**Given instruction:**
Without pictures, output exactly the lines running from the line containing "Reviewer note: check that each instance of the person in" to the end of the listing below.

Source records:
## START
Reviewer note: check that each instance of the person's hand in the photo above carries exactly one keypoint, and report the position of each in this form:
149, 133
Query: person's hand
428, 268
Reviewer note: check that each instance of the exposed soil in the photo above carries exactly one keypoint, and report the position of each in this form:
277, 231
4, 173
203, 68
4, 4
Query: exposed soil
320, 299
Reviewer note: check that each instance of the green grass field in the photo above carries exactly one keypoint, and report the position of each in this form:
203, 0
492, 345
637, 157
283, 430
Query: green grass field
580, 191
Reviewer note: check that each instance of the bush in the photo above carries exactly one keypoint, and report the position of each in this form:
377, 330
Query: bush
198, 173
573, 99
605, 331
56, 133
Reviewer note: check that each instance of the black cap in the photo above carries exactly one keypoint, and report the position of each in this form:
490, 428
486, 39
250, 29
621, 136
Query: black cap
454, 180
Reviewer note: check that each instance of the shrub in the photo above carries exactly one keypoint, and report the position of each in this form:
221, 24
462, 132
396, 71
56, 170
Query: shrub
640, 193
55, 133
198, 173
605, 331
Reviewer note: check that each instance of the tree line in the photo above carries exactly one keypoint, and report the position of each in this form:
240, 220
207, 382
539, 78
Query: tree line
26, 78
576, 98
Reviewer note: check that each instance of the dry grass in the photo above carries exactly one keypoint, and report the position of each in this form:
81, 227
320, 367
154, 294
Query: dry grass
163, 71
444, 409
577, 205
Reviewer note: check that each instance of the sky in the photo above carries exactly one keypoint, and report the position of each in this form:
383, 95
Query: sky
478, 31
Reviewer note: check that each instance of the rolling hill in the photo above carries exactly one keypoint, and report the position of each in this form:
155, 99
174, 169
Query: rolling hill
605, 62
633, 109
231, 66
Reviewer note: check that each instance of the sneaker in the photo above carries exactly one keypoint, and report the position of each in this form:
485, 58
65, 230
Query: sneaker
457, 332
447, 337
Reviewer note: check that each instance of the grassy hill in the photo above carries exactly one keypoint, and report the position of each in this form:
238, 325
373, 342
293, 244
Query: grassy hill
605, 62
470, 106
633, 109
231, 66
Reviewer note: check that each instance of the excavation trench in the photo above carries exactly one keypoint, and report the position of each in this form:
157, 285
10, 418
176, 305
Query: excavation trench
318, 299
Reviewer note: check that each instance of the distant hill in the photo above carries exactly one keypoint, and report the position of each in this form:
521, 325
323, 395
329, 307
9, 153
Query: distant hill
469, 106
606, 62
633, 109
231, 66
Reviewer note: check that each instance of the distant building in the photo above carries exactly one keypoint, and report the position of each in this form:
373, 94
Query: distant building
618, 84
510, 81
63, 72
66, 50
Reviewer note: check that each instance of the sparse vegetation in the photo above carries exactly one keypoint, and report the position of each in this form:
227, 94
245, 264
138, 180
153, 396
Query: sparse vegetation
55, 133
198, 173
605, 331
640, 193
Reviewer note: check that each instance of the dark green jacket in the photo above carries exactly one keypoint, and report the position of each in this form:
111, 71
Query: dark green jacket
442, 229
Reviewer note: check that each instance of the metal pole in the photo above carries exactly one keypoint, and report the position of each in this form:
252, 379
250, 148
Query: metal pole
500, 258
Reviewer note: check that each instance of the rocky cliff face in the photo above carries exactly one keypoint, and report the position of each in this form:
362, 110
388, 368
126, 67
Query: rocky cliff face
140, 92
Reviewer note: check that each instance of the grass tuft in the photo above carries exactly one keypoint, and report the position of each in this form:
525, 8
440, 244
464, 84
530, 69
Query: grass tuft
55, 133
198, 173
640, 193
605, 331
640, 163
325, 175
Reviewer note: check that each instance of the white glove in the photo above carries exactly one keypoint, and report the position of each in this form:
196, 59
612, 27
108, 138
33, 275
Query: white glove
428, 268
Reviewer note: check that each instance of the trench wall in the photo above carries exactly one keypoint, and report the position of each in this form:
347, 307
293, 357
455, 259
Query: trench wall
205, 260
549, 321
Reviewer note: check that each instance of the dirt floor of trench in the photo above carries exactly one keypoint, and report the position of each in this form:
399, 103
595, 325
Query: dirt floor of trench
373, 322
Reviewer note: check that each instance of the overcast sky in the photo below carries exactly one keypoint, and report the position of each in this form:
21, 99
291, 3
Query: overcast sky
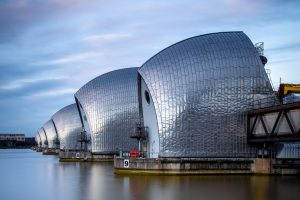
50, 48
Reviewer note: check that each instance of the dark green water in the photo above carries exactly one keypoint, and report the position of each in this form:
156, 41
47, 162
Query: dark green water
26, 174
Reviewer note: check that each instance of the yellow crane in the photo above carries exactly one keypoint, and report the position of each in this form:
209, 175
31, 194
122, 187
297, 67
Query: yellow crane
287, 88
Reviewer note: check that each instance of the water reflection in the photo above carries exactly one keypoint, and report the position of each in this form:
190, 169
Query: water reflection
34, 176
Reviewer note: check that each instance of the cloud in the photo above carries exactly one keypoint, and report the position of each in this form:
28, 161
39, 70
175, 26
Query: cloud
53, 93
112, 37
48, 49
20, 83
70, 58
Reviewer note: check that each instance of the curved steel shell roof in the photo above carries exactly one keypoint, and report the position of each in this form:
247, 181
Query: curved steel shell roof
43, 138
38, 139
201, 88
51, 134
110, 107
68, 126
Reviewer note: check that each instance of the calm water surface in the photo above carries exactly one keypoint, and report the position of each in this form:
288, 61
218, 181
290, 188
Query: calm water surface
26, 174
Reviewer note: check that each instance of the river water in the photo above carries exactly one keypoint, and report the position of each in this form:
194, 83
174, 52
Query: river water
26, 174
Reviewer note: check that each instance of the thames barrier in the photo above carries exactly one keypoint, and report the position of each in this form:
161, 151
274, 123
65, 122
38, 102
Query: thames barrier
204, 105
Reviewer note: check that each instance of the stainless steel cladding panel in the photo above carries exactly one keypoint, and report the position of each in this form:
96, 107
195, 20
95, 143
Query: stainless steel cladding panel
201, 88
109, 105
51, 134
43, 138
68, 126
37, 139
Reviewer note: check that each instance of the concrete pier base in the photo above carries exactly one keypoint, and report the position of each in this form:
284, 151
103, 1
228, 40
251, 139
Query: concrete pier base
50, 151
79, 156
182, 166
194, 166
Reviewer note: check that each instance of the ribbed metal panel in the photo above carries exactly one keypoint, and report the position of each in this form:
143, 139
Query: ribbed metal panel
201, 88
38, 139
51, 134
109, 105
68, 126
43, 138
290, 151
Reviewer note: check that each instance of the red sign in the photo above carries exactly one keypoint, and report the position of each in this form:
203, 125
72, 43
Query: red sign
134, 153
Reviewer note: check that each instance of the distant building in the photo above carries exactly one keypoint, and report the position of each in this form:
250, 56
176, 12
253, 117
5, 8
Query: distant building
19, 137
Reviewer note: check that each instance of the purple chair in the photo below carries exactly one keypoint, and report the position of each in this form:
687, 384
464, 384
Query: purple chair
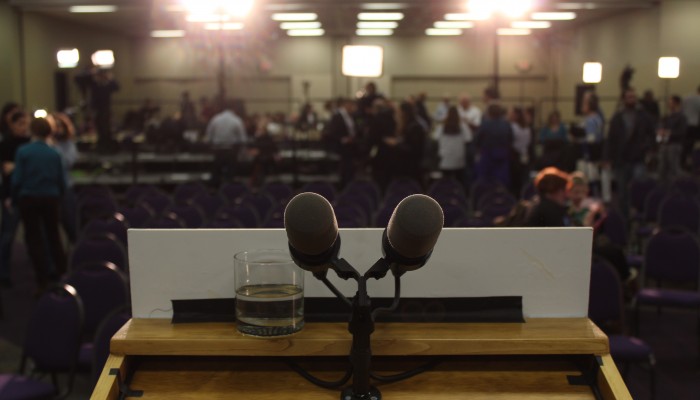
191, 215
671, 256
679, 210
109, 326
325, 189
606, 309
137, 216
99, 248
208, 203
51, 343
233, 190
116, 225
102, 288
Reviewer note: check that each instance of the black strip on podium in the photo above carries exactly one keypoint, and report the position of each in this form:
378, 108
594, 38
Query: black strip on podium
331, 309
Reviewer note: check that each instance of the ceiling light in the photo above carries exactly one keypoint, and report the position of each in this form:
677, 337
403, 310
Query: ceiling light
453, 24
465, 17
300, 25
669, 67
380, 16
294, 16
226, 26
206, 18
554, 16
531, 24
168, 33
377, 24
92, 9
363, 61
305, 32
443, 32
103, 58
374, 32
592, 72
383, 6
513, 32
68, 58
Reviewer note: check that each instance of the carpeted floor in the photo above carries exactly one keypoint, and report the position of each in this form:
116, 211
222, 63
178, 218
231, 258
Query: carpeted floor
672, 335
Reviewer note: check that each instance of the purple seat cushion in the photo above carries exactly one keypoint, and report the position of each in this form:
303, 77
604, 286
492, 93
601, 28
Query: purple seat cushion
629, 349
669, 298
17, 387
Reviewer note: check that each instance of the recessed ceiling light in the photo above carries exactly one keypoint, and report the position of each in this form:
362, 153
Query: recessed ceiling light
443, 32
92, 9
377, 24
300, 25
374, 32
226, 26
168, 33
453, 24
513, 32
305, 32
554, 16
294, 16
531, 24
380, 16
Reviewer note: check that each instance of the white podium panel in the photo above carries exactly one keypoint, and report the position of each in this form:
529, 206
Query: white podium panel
548, 267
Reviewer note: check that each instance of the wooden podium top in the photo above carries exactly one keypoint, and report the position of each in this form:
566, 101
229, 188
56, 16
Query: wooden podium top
534, 337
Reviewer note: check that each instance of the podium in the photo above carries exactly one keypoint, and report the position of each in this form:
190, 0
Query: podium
538, 359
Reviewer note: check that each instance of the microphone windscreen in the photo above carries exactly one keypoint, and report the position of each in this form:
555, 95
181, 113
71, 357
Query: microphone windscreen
310, 223
415, 226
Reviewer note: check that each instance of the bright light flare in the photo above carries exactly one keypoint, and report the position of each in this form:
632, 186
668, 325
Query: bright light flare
103, 58
363, 61
669, 67
592, 72
68, 58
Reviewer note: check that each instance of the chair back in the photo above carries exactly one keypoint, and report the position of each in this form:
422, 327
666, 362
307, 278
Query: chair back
679, 210
605, 297
102, 288
672, 255
99, 248
55, 328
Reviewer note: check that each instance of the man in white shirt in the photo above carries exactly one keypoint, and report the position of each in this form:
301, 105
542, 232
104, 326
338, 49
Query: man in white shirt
691, 109
226, 128
225, 132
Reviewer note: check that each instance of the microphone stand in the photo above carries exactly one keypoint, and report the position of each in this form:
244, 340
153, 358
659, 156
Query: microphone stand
361, 325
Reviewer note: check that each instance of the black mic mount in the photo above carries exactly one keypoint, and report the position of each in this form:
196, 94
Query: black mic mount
361, 323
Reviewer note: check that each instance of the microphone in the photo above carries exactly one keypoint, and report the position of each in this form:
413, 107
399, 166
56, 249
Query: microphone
412, 233
312, 232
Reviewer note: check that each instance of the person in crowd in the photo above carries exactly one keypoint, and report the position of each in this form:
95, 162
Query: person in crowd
671, 136
102, 87
629, 141
38, 182
307, 120
226, 133
452, 138
9, 221
651, 106
551, 209
408, 144
494, 141
63, 140
346, 139
691, 110
520, 163
264, 152
7, 110
381, 125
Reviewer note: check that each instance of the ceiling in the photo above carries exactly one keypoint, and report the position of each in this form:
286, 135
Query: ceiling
137, 18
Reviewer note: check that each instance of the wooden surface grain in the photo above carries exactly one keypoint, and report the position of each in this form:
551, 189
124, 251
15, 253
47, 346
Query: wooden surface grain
535, 336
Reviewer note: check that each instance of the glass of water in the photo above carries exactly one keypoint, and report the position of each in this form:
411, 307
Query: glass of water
269, 293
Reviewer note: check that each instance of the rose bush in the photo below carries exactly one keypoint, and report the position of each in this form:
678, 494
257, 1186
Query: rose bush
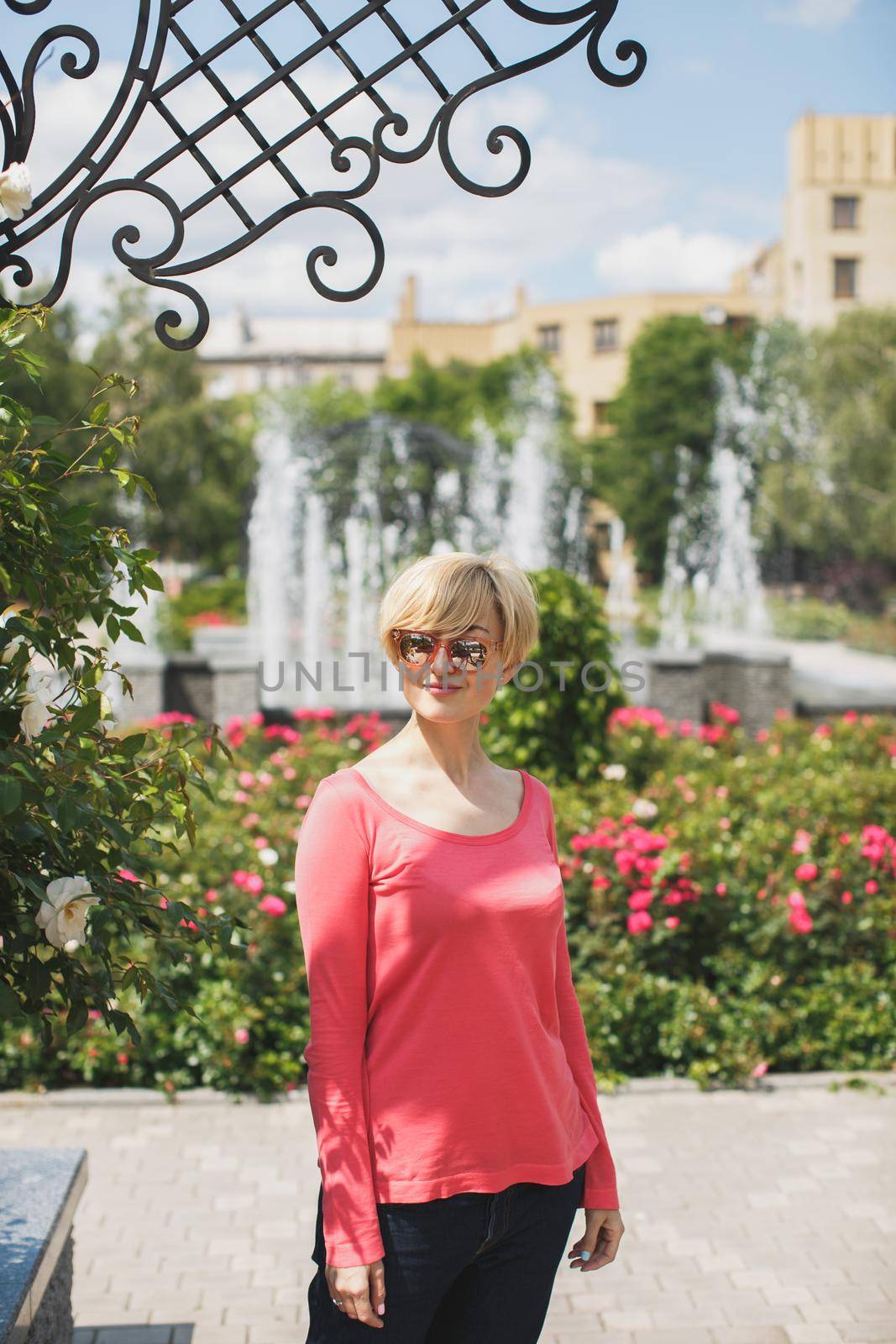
## END
**Task solution:**
Reviewer note: check that each instance of the person in crowd in the photo above carries exactly one keypoint, and report the position of each in this form:
95, 162
Query: person in crowd
671, 136
102, 87
629, 141
38, 182
307, 120
226, 133
452, 138
9, 221
651, 106
551, 209
408, 144
494, 141
63, 140
346, 139
691, 110
520, 163
264, 152
7, 110
381, 125
Reviewer note: check that each instance of the ceiling in the photo above carries exactly one keypoint, and report the position of each in this form:
286, 135
Query: ceiling
137, 18
Reviewer note: check that each instance of the wooden surface grain in the photo above carries exactly one keypoint, and report the position of each in this form:
551, 189
124, 251
15, 253
47, 346
Query: wooden surface grain
535, 336
Reviewer note: check that each instance of the glass of water in the photo above carries exactly one keypoint, and report the position of each in this form:
411, 307
Query: glass of water
269, 293
Reviewer note: check that each instance of the rose bush in the photo below carries exactly one keypoint, and report the position of each in this form:
678, 494
257, 1186
Query: rose bush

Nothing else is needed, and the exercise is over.